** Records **

□ □ □ □ □ □ □

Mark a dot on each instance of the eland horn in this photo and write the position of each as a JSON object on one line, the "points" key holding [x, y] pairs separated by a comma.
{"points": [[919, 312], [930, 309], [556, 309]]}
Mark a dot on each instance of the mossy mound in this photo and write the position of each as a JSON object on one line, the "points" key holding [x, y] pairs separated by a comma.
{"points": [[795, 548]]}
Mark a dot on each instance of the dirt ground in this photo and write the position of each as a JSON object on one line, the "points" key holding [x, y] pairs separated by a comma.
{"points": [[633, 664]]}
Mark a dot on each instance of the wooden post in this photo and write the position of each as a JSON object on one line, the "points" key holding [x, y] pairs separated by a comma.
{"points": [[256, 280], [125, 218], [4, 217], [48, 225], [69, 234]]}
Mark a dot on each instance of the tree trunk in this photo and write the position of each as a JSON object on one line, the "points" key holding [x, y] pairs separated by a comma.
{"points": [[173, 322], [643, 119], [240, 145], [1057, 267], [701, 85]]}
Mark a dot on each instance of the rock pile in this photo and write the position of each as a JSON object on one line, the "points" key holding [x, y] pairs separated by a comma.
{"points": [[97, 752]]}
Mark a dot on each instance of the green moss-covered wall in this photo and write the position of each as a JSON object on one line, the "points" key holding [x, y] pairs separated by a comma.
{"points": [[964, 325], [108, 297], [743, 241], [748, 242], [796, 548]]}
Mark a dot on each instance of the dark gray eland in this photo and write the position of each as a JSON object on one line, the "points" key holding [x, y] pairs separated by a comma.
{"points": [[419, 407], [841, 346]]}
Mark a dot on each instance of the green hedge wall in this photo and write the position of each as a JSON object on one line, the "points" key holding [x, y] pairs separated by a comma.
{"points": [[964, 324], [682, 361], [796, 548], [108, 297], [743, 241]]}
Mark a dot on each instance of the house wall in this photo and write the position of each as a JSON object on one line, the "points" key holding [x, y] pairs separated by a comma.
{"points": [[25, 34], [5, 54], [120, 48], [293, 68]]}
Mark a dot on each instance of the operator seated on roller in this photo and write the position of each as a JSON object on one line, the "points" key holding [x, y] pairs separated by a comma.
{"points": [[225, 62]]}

□ □ □ □ □ □ □

** Your instructions **
Transcribe exactly the line containing "Mark a dot on each instance of the dark" and all remaining lines of the material, ending with the last one.

** Task result **
Mark a dot on each instance of the dark gray eland in this photo and write the position of each as a JSON object on one line, the "points" key holding [x, y] pairs separated by a comma.
{"points": [[419, 407], [841, 346]]}
Mark a dot on each instance of the green hedge wall in this photo and write the position of each as a JSON object on one line, the "points" key holding [x, y] pairs separated by a comma.
{"points": [[964, 324], [682, 361], [796, 548], [108, 297], [743, 241]]}
Mark a dot on each instance of the house wall in this photo and write the position of each as a JSON object on one line, the "points" key holding [x, y] pairs separated by a comma.
{"points": [[25, 34], [5, 54], [120, 48], [293, 68]]}
Mark a dot on each instance of the operator seated on roller in this photo and write the position of each as a JSON object on one line, the "points" key holding [x, y] pairs separated by a comma.
{"points": [[225, 62]]}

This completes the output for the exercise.